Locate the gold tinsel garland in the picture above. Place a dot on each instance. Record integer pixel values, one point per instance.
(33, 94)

...

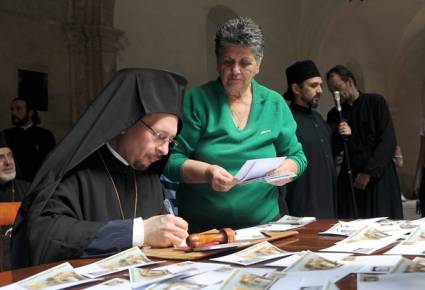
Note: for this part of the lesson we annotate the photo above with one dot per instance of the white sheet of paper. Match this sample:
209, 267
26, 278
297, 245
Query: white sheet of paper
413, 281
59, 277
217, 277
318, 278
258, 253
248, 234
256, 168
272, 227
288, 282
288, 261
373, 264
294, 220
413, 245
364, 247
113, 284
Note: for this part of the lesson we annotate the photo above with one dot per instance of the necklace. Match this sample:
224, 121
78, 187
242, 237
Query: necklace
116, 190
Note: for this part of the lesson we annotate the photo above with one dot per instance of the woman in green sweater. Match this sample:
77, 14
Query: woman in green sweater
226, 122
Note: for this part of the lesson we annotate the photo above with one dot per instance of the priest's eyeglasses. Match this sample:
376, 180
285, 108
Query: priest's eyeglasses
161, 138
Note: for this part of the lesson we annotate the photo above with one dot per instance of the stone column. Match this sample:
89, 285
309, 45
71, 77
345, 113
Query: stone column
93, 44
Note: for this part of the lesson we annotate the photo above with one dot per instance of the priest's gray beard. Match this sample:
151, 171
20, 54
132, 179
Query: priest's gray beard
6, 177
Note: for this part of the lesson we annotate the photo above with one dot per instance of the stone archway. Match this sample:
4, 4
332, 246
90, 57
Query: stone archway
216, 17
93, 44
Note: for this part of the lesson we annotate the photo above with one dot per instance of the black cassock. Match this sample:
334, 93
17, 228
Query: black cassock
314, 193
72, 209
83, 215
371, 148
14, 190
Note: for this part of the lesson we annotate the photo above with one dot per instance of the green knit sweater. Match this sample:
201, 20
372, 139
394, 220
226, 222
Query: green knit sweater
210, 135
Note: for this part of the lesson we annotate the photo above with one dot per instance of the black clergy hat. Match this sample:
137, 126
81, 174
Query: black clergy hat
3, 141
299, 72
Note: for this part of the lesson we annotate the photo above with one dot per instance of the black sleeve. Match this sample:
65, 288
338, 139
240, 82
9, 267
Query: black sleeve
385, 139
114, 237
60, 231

**Directions for this task**
Your answer should be every line from the material above in which the word "sample" appears.

**Exercise response**
Note: for this part of the lesson we annotate the photo above with one dot per instance of the white sheet of paper. Match this sample:
Note: for this part of the lesson we annotate the photo above with one dot per instance of the necklace. Match this sample:
Note: for this part of the lesson we annotate the photo above with one dot per instance of the woman in green sweater. Match this sample:
Note: for this part of the lesson we annotate the photo above with one dot per instance of the priest's eyeglasses. Match this sample:
Note: for this part of the lesson we annotate the photo above with one dot per instance of the stone column. Match this sample:
Note: for this part of the lesson we annotate the photo above with one dot per instance of the priest's gray beard. Match this sample:
Note: for this part of the lesson we annotate the photo above with one dot per instance of the stone archway. Match this sample:
Note: for this part of the lesson we annotate the photo above with one dot per instance of the black cassock. Match this sample:
Note: for this part of the lesson we annotate the photo above with one dot per instance of the green knit sweater. Match this sample:
Note: for this part of the lesson we annotate the photo above with one dot per instance of the black clergy hat. Match this sample:
Note: for this part of the lesson we annotate the photo above with one dot per instance of the black sleeve. Match this sample:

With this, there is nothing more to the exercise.